◆ QUESTIONS TO ANSWER
[1] According to the editorial on the gymnastics scandal, how many women testified against Nassar during the victim-impact hearings?
[2] Carry on the editorial about the gymnastics scandal, starting after its final sentence.

◆ TEXT PROVIDED
Editorial: More heads should roll over gymnastics scandal

UNITED STATES
Miami Herald

January 26, 2018

The most enduring image from the 1996 Olympics in Atlanta was gymnast Kerri Strug’s courageous second vault and perfect landing on a badly sprained ankle that sealed the all-around gold medal for Team USA.

As she was carried off the floor, she was turned over to the tender mercies of team doctor Larry Nassar, helping cement his fame as a healer. On Wednesday, Nassar, 54, was sentenced to up to 175 years in prison on multiple counts of sexual assault involving young women he treated.

During seven days of victim-impact hearings in a Lansing, Mich., courtroom, 156 women testified that Nassar had abused them under the guise of providing medical care either as a team doctor for USA Gymnastics or at Michigan State University, where he was a faculty member. He also faces a 60-year federal sentence on child pornography charges.

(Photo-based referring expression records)
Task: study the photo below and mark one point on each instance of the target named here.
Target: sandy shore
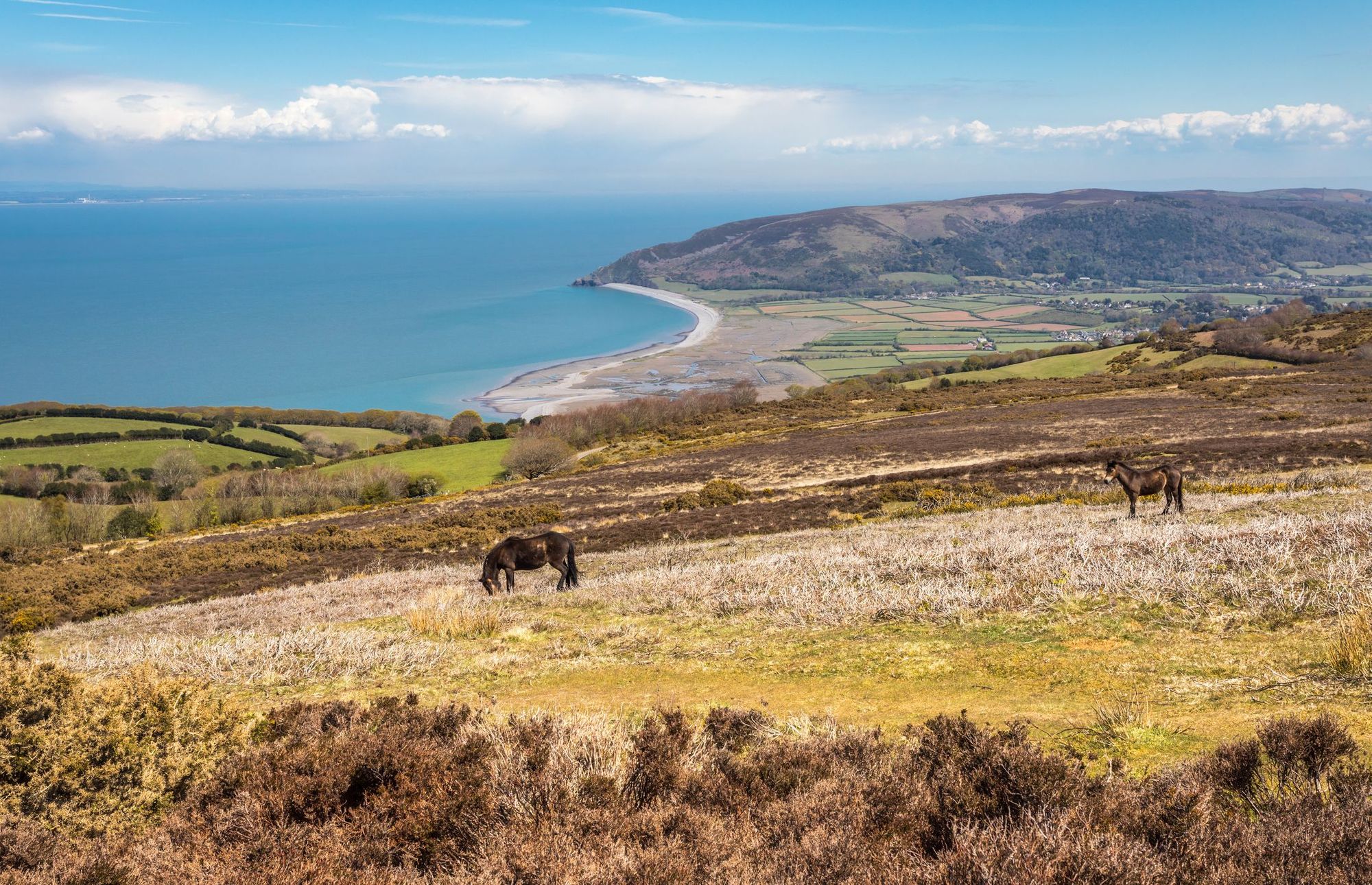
(556, 389)
(724, 348)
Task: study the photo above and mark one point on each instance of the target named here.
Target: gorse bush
(95, 759)
(400, 794)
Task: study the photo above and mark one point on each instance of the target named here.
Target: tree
(463, 423)
(537, 456)
(176, 471)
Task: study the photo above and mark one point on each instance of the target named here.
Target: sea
(327, 303)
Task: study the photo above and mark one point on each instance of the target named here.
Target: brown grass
(399, 794)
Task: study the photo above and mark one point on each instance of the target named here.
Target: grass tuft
(453, 614)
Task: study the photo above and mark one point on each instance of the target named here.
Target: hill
(1117, 237)
(784, 607)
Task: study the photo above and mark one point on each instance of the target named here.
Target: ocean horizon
(346, 303)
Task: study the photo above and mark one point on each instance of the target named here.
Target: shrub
(94, 759)
(423, 486)
(537, 456)
(132, 522)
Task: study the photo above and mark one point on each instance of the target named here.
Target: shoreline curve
(536, 393)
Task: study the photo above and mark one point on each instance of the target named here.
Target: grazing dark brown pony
(525, 554)
(1166, 478)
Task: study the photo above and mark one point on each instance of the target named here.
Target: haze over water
(337, 304)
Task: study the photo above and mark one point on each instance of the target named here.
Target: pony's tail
(573, 576)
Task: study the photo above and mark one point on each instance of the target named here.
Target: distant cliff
(1120, 237)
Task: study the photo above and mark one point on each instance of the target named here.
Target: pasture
(1067, 366)
(459, 469)
(360, 437)
(891, 333)
(45, 426)
(128, 453)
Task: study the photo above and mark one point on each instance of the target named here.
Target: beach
(721, 349)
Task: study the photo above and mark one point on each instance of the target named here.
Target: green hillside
(1067, 366)
(360, 437)
(132, 453)
(469, 466)
(1113, 237)
(28, 429)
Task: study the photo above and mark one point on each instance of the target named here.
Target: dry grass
(1240, 558)
(455, 614)
(1351, 648)
(1028, 559)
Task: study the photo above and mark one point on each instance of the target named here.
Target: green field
(1067, 366)
(28, 429)
(128, 455)
(460, 467)
(1343, 271)
(360, 437)
(253, 434)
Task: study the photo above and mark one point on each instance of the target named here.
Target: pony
(1166, 478)
(526, 554)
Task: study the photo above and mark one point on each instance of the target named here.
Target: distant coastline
(556, 388)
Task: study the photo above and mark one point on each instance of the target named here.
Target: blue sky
(685, 97)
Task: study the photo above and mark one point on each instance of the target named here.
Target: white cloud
(160, 112)
(31, 135)
(427, 131)
(650, 110)
(1311, 124)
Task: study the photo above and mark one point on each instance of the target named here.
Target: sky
(703, 97)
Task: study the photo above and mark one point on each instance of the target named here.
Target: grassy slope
(460, 467)
(127, 453)
(360, 437)
(828, 622)
(1067, 366)
(28, 429)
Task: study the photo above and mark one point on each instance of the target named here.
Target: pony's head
(490, 577)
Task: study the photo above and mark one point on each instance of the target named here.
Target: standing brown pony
(525, 554)
(1166, 478)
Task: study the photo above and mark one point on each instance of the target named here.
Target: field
(769, 687)
(460, 467)
(128, 455)
(360, 437)
(28, 429)
(887, 334)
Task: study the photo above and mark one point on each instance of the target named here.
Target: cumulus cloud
(429, 131)
(643, 109)
(31, 135)
(1310, 124)
(138, 110)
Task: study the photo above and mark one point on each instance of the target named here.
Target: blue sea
(324, 303)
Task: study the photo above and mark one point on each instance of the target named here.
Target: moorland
(892, 626)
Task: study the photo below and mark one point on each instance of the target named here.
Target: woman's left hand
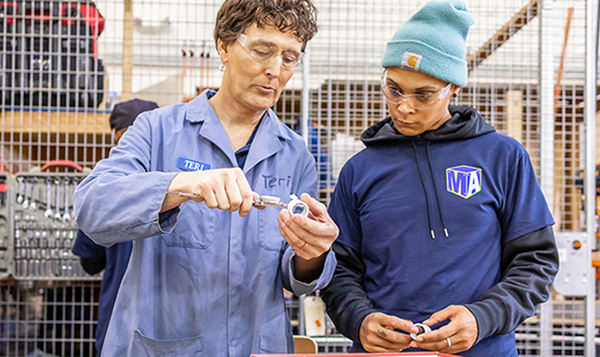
(310, 236)
(459, 335)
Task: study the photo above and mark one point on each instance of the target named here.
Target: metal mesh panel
(55, 318)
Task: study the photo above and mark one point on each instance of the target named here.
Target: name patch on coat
(191, 165)
(463, 181)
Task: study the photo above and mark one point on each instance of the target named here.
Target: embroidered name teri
(191, 165)
(272, 181)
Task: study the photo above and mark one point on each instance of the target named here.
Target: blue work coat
(200, 282)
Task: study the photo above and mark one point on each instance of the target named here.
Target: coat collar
(268, 140)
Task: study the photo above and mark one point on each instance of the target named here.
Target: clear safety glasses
(392, 92)
(264, 52)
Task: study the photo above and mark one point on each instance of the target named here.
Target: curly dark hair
(297, 16)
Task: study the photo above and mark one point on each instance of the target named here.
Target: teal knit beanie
(432, 41)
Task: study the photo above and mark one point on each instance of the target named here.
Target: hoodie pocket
(147, 347)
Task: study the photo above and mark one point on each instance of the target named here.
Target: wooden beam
(55, 122)
(127, 50)
(516, 23)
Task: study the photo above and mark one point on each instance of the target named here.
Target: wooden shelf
(57, 121)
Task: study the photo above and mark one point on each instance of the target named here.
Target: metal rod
(547, 115)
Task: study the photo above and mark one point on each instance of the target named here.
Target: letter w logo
(464, 181)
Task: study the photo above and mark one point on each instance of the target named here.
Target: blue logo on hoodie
(464, 181)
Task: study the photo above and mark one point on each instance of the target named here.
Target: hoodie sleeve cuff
(488, 314)
(356, 321)
(300, 288)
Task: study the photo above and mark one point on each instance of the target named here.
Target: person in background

◆ RESULTS OF THE TASKS
[1] 156 women testified.

[2]
As inspiring as it was to see so many young women bravely tell their stories, it is deeply troubling that, once again, institutions charged with protecting young people failed them instead.

As with the Catholic church’s ongoing clerical abuse scandals and the 2011 Jerry Sandusky pedophilia scandal at Penn State University, institutions looked the other way when confronted with the awful truth. Too much money was at stake. Reputations had to be protected at all costs.